■ **TO DO**
Could you copy, word for word, only the lines from the one containing "Annotate the black tuxedo" through the last line of the records below, both included?

Records from a collection:

# # #

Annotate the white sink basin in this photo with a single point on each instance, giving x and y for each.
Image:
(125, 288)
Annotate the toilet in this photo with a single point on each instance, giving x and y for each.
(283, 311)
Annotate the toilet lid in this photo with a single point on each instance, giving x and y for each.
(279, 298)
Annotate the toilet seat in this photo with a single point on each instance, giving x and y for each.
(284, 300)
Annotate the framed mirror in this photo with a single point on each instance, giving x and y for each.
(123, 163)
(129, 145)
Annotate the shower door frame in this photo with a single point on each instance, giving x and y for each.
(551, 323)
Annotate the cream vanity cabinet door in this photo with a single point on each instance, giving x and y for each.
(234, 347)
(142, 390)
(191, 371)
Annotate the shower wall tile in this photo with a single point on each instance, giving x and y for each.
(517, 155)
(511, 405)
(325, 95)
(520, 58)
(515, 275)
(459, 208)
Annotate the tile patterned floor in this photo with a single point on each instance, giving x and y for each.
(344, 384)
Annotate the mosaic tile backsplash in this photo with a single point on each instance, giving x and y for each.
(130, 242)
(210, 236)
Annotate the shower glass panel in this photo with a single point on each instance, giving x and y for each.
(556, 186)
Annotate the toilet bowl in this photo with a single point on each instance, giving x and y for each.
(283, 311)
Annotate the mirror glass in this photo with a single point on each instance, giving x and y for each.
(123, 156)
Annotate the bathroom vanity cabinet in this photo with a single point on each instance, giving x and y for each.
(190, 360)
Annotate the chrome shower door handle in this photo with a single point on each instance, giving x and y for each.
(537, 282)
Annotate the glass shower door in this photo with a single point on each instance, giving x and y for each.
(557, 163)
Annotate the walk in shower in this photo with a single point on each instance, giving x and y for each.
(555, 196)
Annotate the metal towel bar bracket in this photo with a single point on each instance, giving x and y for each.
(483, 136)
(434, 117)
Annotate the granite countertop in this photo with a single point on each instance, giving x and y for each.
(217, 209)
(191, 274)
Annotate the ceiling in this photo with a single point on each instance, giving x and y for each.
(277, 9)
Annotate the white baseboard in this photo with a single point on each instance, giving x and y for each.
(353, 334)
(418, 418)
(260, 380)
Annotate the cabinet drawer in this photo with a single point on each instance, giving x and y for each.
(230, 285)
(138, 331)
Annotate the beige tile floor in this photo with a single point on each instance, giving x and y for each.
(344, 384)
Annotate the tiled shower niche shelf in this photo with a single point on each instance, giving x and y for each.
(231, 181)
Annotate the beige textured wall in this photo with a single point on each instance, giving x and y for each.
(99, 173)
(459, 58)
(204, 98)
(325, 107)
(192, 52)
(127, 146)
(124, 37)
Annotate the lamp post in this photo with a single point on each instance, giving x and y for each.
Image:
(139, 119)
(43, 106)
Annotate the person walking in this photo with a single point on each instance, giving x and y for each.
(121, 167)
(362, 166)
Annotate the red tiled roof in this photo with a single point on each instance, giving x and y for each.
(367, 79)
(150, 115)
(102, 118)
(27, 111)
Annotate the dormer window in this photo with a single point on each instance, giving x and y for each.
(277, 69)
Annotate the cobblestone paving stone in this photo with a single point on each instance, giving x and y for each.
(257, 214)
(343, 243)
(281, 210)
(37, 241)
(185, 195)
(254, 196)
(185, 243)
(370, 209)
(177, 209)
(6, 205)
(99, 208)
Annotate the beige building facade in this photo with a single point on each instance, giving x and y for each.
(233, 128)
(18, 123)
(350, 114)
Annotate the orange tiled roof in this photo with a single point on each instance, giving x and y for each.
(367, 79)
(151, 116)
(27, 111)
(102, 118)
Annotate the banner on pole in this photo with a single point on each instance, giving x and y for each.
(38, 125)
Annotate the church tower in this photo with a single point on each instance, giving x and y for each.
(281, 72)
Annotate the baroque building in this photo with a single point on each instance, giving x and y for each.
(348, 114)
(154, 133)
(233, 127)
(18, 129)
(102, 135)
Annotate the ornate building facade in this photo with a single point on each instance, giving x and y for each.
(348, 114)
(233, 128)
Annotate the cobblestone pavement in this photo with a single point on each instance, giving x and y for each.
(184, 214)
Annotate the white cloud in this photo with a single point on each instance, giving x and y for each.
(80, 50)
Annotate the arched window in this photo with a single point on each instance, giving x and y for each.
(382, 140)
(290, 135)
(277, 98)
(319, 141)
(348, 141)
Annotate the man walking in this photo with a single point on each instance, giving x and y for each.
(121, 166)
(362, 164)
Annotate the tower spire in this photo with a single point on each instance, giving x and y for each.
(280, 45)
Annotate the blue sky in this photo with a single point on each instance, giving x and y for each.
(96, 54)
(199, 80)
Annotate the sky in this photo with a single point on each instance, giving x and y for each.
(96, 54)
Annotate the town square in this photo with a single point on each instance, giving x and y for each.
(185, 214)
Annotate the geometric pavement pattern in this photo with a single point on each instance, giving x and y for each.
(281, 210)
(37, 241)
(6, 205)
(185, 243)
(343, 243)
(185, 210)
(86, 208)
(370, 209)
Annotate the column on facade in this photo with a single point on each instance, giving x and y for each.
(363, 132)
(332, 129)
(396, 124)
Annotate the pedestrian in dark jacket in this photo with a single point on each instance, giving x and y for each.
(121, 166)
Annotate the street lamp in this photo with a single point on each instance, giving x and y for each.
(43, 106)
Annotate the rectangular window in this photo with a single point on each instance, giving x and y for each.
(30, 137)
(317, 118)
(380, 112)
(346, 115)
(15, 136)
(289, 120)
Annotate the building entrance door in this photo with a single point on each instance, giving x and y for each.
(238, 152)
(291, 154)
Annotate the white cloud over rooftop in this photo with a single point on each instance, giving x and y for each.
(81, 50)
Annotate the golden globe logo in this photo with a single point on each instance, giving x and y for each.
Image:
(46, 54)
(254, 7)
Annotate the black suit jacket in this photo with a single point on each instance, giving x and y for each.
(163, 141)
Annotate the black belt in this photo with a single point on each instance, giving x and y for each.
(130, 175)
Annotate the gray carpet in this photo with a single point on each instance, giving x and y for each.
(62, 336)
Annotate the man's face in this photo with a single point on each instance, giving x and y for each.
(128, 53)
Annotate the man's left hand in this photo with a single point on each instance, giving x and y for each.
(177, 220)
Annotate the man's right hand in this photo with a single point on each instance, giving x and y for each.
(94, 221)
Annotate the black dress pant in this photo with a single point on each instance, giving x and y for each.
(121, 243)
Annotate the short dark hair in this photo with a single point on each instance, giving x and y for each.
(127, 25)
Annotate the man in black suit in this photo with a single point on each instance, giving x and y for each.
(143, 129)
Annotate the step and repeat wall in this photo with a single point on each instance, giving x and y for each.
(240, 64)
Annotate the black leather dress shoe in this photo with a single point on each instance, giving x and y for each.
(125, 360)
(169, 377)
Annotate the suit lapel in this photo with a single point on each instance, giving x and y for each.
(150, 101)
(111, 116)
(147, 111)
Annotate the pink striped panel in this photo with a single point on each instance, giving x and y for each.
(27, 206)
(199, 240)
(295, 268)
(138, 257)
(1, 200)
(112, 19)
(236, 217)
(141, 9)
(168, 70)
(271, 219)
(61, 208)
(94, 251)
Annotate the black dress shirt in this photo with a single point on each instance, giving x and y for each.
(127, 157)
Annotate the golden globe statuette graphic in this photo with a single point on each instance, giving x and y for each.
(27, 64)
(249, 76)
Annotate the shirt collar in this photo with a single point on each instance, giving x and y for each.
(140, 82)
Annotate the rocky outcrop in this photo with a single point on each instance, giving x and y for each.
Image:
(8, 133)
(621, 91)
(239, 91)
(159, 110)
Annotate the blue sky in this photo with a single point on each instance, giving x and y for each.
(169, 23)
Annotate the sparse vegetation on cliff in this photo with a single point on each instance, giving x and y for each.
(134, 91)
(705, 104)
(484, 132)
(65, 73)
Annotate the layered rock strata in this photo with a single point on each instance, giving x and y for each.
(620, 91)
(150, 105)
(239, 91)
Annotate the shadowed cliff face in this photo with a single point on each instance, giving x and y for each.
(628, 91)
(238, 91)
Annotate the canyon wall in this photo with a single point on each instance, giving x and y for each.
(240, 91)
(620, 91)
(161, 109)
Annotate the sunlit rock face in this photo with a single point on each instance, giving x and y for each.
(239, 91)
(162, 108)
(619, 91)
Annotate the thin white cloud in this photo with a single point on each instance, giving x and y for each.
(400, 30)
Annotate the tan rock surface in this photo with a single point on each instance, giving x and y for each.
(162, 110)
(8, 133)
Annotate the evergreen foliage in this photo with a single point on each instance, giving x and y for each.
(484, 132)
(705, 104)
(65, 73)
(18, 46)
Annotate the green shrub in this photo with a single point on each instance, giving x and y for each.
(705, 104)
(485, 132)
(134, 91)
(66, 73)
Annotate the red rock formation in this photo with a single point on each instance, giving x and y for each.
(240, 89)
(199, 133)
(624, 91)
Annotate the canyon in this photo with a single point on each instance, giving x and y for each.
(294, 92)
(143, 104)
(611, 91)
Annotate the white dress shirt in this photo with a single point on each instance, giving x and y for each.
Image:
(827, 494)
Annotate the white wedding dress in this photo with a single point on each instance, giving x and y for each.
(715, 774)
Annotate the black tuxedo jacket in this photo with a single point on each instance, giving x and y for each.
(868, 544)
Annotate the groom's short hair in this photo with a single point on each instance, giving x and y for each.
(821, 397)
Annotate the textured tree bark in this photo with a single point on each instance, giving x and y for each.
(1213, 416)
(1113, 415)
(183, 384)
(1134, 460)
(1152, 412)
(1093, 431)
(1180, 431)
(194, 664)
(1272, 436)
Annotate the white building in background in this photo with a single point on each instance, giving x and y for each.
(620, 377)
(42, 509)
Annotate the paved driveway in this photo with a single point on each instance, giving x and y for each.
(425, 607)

# # #

■ **COMPLETED TASK**
Annotate the black tuxedo jacket in this photo with a single point on each instance, giving x and y for each.
(868, 544)
Annotate the groom's short hair in this photo with a single point on each instance, giving x and y for each.
(821, 397)
Annotate the textured tree bark in this photo with a single point on each instance, giving x and y for each.
(1213, 416)
(1113, 415)
(183, 384)
(1134, 460)
(1152, 412)
(1093, 431)
(1180, 431)
(194, 664)
(1272, 436)
Annotate the white building in background in this photo with a single point on each instance, giving x and y for each.
(620, 377)
(42, 509)
Annotate the paved driveway in this photo with a single point on each instance, giving x and y for each.
(425, 607)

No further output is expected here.